◆ **Problems to solve**:
(A) Rewrite everything from "ITC hopes wheat" down to "Russia and Ukraine." in the passage on India's wheat imports, using "reserves" wherever "stockpiles" appears.
(B) Continue the passage on India's wheat imports from where it stops.

ITC hopes wheat imports to remain near decade high
India’s wheat imports are likely to remain near the highest in a decade, as the world’s second-biggest producer seeks to replenish stockpiles slashed by El Nino-induced drought, according to ITC. Imports may reach 3 million tonnes in 2017-18, S Sivakumar, CEO of the ITC's agriculture business division, said. That would be the second-highest level in the past decade, although down from estimates for 5.5 million tonnes in 2016-17. India is seeking to rebuild stockpiles that likely plunged 44 per cent in March from a year earlier to 9.43 million tonnes, according to state-run Food Corp. India has been purchasing high-protein grain from Australia, Russia and Ukraine.
The world’s second-biggest consumer of wheat on Tuesday imposed a 10 per cent duty on imports after scrapping the tax in December.

◆ **Extracted material**:
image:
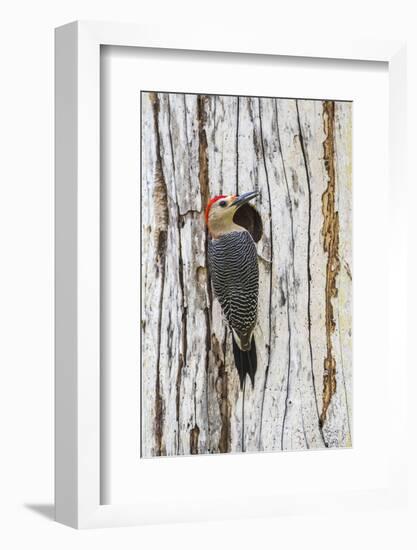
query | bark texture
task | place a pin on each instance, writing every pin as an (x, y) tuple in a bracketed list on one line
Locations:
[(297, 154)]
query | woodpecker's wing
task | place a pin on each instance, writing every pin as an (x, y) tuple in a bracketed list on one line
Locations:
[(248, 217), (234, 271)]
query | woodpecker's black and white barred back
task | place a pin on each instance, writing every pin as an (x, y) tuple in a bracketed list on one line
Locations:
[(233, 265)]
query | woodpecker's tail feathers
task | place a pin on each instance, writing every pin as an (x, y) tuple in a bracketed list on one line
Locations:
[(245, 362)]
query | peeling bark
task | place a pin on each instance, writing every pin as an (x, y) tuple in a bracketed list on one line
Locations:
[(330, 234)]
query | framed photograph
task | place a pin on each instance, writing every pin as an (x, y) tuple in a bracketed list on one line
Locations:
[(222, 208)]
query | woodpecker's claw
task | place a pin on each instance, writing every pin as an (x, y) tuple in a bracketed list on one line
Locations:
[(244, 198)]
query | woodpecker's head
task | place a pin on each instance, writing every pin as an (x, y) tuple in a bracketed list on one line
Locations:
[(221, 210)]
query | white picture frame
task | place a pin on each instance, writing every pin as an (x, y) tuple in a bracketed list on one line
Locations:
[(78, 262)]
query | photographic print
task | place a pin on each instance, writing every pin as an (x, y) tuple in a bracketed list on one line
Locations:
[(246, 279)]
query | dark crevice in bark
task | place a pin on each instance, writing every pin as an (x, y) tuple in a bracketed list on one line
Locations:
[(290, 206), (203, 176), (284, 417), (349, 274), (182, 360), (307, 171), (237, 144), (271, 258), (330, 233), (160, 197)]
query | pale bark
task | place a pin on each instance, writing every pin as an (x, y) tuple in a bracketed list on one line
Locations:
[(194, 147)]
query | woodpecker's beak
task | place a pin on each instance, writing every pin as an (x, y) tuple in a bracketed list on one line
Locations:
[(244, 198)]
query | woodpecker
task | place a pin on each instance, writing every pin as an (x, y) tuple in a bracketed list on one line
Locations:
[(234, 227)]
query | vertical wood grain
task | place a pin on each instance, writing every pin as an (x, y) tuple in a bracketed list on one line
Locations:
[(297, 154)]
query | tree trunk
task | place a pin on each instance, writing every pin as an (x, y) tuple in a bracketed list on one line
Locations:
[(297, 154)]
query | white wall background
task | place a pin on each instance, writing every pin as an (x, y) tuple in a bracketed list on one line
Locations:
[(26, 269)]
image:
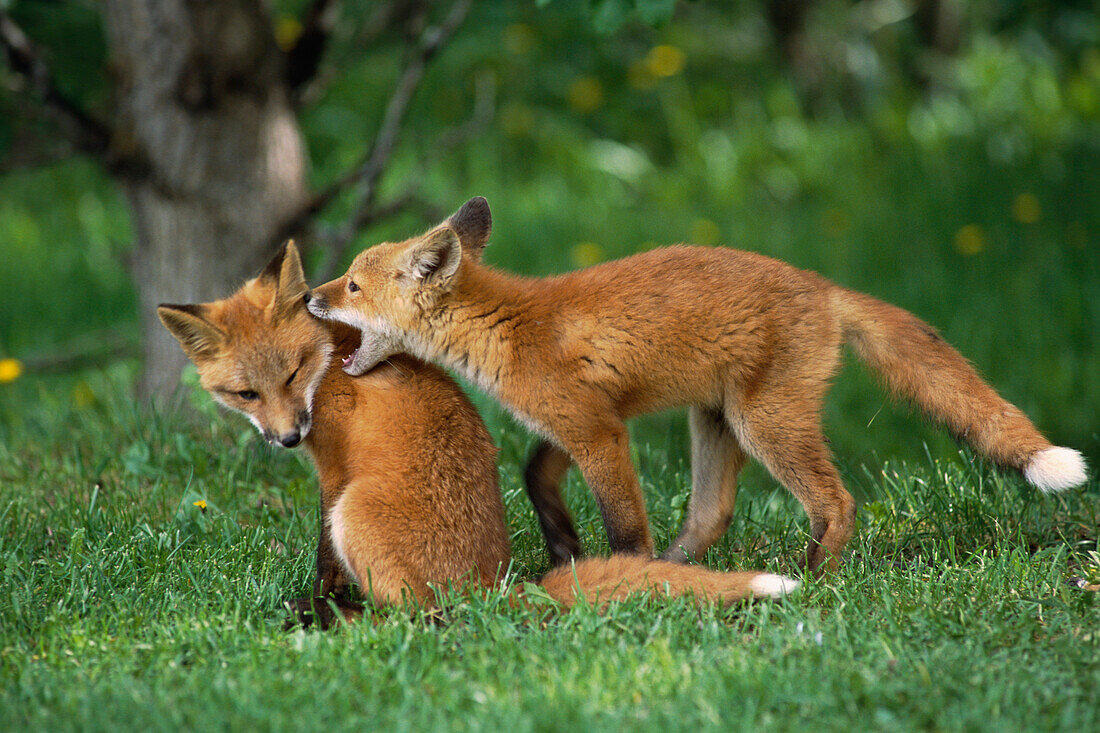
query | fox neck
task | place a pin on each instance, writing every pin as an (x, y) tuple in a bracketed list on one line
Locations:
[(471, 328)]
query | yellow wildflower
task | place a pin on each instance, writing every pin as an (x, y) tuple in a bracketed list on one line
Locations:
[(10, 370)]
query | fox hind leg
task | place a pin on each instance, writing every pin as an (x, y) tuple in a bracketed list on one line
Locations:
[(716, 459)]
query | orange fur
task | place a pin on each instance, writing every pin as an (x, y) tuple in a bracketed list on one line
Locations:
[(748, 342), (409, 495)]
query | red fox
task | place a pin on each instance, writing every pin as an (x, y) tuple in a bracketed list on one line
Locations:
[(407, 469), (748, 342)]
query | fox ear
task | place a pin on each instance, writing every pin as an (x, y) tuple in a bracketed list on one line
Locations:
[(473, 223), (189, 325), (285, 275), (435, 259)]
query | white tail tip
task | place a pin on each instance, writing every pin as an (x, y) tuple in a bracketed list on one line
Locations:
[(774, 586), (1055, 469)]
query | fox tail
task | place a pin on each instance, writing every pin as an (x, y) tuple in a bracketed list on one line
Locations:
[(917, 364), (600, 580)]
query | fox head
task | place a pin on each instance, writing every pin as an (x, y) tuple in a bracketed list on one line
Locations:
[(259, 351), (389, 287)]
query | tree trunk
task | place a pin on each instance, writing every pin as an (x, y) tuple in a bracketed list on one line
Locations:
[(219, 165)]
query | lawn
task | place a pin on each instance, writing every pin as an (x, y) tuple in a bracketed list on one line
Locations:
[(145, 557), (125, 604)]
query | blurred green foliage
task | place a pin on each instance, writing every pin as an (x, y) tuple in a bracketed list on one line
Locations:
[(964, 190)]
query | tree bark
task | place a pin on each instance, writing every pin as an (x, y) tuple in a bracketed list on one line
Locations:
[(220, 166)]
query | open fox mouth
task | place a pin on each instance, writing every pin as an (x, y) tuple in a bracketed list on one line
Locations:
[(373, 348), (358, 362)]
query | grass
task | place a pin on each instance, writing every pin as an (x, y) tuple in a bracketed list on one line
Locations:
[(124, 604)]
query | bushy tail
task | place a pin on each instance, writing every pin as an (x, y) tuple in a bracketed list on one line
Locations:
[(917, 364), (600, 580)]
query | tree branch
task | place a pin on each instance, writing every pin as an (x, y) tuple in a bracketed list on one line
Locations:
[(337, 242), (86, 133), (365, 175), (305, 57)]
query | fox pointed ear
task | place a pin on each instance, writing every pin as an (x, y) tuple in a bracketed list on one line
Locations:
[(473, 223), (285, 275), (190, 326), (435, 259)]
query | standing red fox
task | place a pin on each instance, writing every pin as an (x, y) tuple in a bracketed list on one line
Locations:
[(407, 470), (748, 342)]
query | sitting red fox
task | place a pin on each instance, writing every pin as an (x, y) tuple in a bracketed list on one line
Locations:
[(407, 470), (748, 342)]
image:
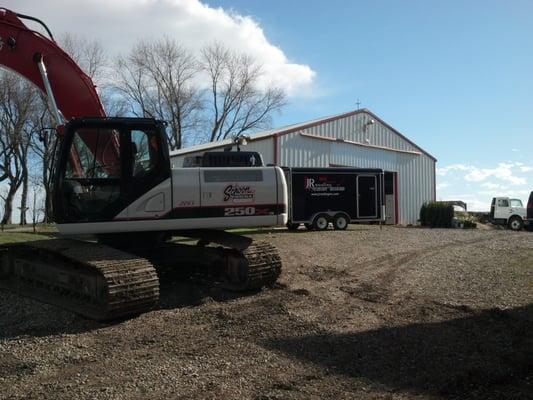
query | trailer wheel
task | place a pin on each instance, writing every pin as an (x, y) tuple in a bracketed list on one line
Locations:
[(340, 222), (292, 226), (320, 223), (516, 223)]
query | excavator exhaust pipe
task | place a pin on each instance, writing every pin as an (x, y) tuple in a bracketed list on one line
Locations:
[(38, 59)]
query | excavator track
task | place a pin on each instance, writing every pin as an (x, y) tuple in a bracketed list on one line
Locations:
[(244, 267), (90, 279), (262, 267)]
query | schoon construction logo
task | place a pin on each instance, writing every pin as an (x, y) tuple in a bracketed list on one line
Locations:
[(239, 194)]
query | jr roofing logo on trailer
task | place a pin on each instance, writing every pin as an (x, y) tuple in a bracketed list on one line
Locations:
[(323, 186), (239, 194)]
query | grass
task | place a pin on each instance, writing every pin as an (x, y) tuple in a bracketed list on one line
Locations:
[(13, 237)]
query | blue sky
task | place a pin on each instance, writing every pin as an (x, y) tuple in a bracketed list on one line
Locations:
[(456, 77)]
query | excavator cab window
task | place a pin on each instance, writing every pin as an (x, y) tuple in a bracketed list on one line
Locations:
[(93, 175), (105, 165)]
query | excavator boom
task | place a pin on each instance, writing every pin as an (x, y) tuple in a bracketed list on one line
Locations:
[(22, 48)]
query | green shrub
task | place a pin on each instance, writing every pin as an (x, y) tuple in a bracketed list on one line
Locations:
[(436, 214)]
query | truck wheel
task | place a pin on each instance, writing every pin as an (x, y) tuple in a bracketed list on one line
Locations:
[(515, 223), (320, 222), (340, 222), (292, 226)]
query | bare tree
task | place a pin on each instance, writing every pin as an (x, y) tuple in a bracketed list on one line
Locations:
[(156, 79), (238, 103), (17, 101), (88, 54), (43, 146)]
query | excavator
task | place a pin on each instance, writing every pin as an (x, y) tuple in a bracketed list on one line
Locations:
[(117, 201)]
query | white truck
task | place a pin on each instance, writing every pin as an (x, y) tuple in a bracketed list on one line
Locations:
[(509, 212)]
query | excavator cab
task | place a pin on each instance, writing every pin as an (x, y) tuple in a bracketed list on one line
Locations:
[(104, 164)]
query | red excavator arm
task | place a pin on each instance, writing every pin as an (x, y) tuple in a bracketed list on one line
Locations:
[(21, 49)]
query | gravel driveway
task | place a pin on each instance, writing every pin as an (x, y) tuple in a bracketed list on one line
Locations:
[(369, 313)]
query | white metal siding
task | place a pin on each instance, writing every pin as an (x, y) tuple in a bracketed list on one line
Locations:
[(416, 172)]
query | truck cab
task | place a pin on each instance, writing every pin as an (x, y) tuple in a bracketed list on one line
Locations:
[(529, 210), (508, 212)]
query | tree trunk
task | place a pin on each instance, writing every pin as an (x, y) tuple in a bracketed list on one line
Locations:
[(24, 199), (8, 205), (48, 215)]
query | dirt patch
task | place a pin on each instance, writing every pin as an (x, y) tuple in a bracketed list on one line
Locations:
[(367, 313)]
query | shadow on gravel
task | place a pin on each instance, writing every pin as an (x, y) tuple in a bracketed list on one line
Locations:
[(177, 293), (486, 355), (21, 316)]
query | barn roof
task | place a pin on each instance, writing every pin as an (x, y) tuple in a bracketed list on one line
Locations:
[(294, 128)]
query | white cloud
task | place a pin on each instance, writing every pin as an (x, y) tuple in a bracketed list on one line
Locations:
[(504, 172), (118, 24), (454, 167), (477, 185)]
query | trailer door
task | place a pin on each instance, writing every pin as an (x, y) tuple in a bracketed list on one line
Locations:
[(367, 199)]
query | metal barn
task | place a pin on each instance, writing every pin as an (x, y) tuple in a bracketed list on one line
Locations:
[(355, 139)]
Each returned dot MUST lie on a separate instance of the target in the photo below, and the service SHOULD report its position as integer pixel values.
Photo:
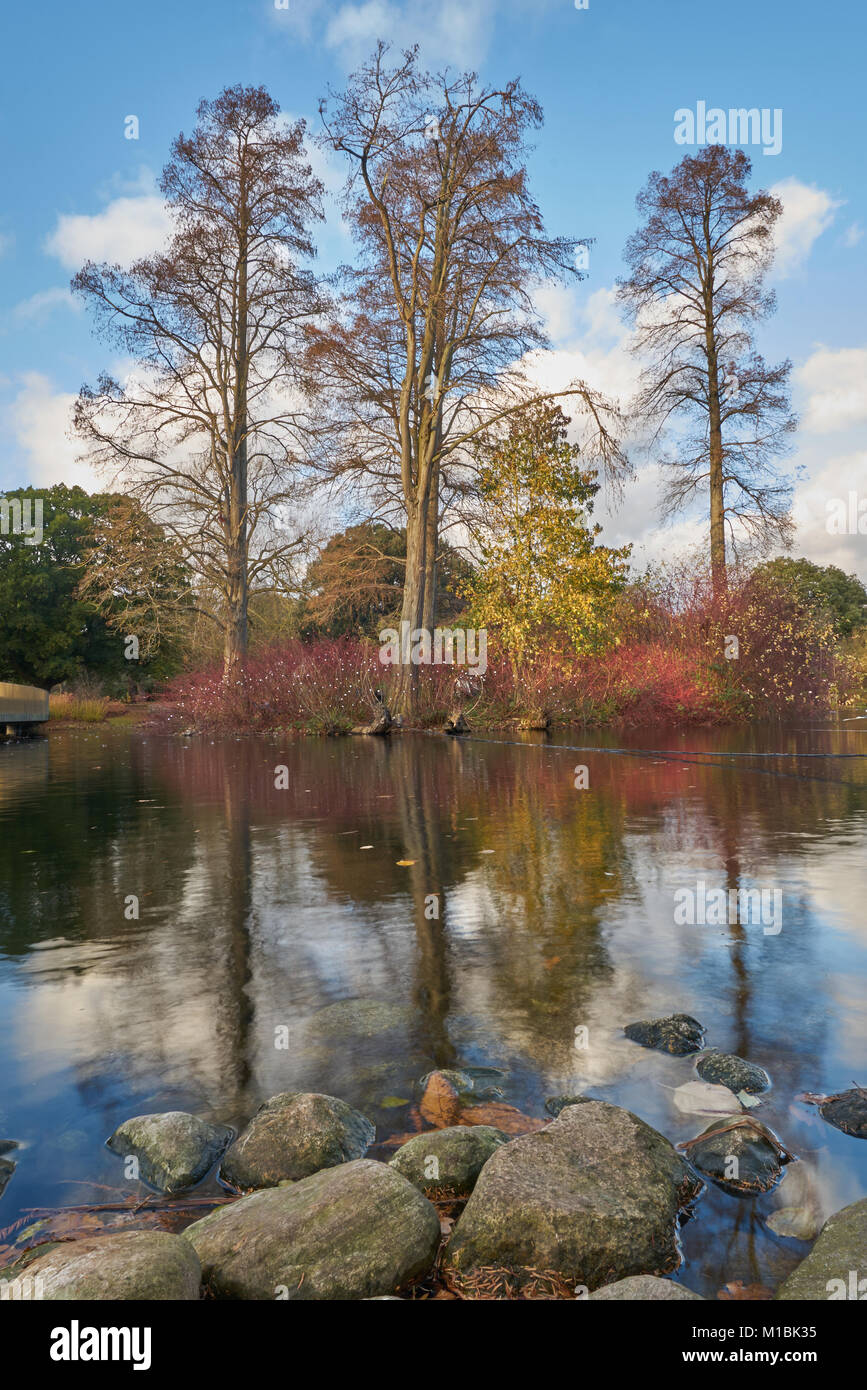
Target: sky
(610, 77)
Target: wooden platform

◆ **Set of answers**:
(A)
ITC hopes wheat imports to remain near decade high
India’s wheat imports are likely to remain near the highest in a decade, as the world’s second-biggest producer seeks to replenish reserves slashed by El Nino-induced drought, according to ITC. Imports may reach 3 million tonnes in 2017-18, S Sivakumar, CEO of the ITC's agriculture business division, said. That would be the second-highest level in the past decade, although down from estimates for 5.5 million tonnes in 2016-17. India is seeking to rebuild reserves that likely plunged 44 per cent in March from a year earlier to 9.43 million tonnes, according to state-run Food Corp. India has been purchasing high-protein grain from Australia, Russia and Ukraine.

(B)
"Low stocks mean imports," said Sivakumar, who last year predicted both the jump in imports and the duty reduction. "It makes sense for the south Indian mills to import while the government should keep buying in northern India. That's how they can protect consumers as well as farmers. Overall the supply and demand should be balanced."
This year's harvest, which began mid-March, is likely to rise to 95 million tons, and may reach as high as 96 million tons if the weather is good, Sivakumar said. That compares with the government's estimate for record 96.6 million tons. Sivakumar's estimate for imports includes 1 million tons contracted this year.